● **Ejercicio**
¿Cuáles de las líneas de abajo contienen la palabra "ground"? Selecciónalas y cópialas completas.

● **Contenido de datos**
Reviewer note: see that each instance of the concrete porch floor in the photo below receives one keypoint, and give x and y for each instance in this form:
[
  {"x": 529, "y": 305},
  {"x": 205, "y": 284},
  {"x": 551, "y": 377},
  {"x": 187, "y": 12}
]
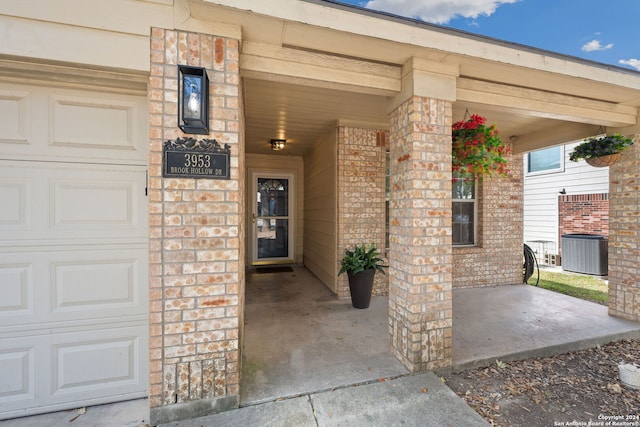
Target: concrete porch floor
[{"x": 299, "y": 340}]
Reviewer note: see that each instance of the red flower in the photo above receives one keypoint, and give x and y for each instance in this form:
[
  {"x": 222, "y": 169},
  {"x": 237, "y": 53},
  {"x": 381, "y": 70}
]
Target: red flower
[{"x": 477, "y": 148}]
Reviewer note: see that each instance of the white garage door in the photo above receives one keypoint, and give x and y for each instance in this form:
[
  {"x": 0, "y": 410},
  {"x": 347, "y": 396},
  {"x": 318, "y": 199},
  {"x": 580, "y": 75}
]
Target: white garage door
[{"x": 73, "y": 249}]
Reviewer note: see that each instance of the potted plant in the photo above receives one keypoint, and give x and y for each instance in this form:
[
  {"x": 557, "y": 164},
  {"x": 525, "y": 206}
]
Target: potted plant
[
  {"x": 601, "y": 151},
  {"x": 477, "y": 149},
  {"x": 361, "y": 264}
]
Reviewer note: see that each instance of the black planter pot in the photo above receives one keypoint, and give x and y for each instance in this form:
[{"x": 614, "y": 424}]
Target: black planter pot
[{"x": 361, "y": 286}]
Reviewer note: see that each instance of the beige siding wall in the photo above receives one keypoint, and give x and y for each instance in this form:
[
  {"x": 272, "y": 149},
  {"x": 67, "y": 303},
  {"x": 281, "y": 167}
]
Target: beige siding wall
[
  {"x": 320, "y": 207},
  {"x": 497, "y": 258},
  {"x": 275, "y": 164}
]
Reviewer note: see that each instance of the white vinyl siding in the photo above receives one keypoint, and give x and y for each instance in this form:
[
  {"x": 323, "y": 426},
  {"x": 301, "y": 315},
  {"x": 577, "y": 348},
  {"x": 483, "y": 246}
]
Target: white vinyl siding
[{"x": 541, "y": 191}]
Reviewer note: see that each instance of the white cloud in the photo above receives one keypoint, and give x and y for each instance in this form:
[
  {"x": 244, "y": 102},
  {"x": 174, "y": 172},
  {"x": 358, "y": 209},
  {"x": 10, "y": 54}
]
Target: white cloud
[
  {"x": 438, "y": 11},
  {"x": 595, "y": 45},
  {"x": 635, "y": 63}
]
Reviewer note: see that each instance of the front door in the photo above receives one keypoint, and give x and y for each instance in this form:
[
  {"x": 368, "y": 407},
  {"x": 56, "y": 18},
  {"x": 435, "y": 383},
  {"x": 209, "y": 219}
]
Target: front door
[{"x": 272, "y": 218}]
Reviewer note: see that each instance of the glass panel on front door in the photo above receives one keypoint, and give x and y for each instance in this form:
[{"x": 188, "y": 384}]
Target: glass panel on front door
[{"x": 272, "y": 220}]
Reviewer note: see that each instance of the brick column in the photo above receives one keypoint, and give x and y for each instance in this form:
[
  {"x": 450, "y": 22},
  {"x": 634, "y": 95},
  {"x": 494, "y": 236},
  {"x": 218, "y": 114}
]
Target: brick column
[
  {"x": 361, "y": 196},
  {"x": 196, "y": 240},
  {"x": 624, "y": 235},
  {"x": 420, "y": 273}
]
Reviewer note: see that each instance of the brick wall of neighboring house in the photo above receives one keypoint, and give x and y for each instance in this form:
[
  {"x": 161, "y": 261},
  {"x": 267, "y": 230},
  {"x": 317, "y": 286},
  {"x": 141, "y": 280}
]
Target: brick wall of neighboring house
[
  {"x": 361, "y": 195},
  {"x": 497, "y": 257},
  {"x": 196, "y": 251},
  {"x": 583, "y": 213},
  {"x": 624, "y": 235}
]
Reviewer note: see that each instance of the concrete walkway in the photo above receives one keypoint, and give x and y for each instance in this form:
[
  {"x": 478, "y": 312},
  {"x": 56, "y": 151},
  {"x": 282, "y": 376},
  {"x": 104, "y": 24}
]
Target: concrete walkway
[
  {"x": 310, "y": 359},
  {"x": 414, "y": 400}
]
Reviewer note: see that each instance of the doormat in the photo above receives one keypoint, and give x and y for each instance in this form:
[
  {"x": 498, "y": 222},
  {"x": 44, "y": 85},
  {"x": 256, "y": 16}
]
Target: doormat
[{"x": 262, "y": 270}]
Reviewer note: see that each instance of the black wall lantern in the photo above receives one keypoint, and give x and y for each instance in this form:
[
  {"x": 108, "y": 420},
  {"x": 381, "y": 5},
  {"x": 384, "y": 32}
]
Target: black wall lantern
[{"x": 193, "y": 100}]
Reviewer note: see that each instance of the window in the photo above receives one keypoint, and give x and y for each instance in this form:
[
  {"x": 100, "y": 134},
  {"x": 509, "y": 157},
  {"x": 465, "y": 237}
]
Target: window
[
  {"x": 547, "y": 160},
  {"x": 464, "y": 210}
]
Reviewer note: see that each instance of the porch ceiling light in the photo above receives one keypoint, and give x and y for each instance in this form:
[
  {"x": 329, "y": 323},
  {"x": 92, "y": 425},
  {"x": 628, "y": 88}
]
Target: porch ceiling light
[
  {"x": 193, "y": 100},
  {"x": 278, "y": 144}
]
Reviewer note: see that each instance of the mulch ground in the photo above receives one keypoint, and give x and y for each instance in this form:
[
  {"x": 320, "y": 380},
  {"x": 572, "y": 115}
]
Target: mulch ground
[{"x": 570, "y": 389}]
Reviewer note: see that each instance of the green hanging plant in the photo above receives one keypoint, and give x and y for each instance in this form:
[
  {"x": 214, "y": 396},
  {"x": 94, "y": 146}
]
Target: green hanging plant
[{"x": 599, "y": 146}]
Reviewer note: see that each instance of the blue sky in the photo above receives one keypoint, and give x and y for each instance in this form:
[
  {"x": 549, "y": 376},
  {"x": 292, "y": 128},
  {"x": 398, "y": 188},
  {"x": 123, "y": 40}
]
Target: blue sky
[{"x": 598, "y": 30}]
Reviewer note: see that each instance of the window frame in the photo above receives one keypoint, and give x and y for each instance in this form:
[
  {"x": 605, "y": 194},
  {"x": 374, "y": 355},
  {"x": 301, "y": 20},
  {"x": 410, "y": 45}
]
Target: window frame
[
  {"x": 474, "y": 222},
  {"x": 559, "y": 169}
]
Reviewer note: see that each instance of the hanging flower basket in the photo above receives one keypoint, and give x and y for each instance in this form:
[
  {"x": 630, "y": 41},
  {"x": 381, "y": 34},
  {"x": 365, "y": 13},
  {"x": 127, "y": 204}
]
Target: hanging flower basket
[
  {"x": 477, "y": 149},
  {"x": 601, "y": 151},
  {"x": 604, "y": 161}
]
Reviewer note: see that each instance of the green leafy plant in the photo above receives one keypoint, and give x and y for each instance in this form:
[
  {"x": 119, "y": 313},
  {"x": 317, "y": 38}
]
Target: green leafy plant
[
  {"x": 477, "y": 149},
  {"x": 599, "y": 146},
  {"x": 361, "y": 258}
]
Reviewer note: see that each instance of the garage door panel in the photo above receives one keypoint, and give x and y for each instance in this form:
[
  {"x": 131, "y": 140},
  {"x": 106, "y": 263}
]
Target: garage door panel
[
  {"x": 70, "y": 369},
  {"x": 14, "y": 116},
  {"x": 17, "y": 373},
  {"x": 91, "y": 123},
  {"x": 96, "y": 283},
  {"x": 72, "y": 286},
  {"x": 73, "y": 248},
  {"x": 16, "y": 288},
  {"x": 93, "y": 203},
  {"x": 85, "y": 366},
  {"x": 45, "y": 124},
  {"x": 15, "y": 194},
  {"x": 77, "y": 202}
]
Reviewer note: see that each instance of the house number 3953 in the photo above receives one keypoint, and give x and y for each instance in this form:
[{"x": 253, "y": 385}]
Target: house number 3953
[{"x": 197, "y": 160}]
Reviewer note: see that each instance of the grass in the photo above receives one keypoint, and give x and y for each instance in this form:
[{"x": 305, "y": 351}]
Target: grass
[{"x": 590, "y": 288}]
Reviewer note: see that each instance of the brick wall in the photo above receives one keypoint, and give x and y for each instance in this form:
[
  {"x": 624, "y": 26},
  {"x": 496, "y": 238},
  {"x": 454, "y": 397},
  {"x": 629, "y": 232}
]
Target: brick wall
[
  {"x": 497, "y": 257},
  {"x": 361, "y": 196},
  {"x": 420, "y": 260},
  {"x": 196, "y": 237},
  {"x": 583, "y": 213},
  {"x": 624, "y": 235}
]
==
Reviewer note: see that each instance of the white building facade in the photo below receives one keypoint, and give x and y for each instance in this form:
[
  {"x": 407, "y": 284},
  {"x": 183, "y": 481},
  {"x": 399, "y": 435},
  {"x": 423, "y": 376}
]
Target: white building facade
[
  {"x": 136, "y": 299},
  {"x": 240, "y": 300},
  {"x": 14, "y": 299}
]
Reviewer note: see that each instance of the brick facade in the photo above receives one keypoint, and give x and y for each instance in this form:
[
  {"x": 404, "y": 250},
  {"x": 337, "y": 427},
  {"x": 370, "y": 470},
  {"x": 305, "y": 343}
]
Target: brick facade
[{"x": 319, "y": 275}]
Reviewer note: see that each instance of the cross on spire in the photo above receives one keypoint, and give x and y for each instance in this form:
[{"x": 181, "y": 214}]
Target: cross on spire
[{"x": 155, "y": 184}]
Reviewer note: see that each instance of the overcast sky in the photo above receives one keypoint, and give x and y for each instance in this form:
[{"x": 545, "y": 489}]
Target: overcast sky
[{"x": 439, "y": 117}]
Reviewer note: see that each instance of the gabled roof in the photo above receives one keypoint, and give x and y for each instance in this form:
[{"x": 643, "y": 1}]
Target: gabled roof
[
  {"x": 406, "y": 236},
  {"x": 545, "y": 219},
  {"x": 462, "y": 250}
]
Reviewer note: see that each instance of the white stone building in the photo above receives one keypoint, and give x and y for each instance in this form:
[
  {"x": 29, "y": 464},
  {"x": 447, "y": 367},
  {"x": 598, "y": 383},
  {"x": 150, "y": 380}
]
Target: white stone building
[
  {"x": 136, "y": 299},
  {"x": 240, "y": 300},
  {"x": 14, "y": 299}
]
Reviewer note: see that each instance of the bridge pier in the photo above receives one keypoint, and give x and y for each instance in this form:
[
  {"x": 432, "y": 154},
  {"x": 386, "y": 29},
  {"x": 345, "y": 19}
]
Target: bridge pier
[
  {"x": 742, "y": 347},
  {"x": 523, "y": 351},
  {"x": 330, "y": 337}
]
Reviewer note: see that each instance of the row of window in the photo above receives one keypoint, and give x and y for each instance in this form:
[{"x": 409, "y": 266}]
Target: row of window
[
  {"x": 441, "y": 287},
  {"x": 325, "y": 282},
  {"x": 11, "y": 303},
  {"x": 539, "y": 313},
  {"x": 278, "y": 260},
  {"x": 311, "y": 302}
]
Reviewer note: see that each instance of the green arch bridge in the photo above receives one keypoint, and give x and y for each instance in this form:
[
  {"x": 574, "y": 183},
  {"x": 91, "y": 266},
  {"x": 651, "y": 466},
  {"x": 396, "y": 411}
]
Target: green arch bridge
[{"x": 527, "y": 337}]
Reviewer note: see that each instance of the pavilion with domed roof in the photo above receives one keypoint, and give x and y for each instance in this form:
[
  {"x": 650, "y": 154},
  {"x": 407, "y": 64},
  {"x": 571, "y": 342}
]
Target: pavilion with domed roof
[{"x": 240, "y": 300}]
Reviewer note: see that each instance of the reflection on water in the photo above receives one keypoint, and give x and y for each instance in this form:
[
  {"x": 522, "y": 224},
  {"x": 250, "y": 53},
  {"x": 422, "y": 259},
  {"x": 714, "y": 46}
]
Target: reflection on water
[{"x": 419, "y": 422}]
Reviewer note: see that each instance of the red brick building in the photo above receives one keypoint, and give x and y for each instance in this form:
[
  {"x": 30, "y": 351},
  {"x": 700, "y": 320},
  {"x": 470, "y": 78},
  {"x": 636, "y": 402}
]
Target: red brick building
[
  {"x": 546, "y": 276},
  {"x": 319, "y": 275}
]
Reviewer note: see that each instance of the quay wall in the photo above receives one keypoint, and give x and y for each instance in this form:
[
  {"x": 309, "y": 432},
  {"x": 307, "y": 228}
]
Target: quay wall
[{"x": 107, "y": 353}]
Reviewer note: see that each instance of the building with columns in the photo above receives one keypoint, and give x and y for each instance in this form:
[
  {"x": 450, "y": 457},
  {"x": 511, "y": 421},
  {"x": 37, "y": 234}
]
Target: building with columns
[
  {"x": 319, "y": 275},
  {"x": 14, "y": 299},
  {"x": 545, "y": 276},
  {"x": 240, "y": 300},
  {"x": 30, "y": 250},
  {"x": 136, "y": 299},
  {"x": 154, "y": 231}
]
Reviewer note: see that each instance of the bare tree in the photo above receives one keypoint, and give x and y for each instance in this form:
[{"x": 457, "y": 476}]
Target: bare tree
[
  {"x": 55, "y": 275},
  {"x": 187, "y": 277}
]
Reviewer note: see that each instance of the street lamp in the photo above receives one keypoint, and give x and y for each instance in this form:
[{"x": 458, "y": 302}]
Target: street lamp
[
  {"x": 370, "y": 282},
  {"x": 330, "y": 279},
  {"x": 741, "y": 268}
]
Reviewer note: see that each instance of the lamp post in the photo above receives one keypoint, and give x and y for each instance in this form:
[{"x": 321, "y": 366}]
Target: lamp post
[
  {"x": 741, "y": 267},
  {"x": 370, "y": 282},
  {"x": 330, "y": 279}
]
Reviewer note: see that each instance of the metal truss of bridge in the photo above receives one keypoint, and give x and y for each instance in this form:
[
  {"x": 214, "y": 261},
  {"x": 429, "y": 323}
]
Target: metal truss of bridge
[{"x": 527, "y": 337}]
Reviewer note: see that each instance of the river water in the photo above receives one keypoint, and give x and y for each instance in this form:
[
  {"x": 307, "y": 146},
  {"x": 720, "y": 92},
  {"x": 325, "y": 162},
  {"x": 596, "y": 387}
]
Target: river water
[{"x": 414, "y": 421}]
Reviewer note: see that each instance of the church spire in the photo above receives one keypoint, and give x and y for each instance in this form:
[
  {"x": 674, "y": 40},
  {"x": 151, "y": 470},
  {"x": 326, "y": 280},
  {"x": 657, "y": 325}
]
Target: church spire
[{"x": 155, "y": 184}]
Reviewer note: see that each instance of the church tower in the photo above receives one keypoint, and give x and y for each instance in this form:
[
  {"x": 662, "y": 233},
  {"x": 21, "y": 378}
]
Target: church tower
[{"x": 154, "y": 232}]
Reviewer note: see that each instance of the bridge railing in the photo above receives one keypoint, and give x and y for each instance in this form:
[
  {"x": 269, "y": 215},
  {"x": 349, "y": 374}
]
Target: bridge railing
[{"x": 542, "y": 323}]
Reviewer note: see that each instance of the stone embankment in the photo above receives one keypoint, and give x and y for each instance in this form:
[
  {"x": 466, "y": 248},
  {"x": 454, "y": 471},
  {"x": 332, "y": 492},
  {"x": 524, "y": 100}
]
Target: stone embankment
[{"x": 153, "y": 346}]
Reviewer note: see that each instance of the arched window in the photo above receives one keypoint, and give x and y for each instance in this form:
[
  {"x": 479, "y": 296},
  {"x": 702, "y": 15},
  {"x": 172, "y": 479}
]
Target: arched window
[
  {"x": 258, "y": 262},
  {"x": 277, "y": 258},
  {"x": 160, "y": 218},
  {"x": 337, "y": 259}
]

● **Resultado del ejercicio**
Reviewer note: see that each instance of the mulch ground in the photo above receives one keypoint, and give x and y for each instance in this form:
Target: mulch ground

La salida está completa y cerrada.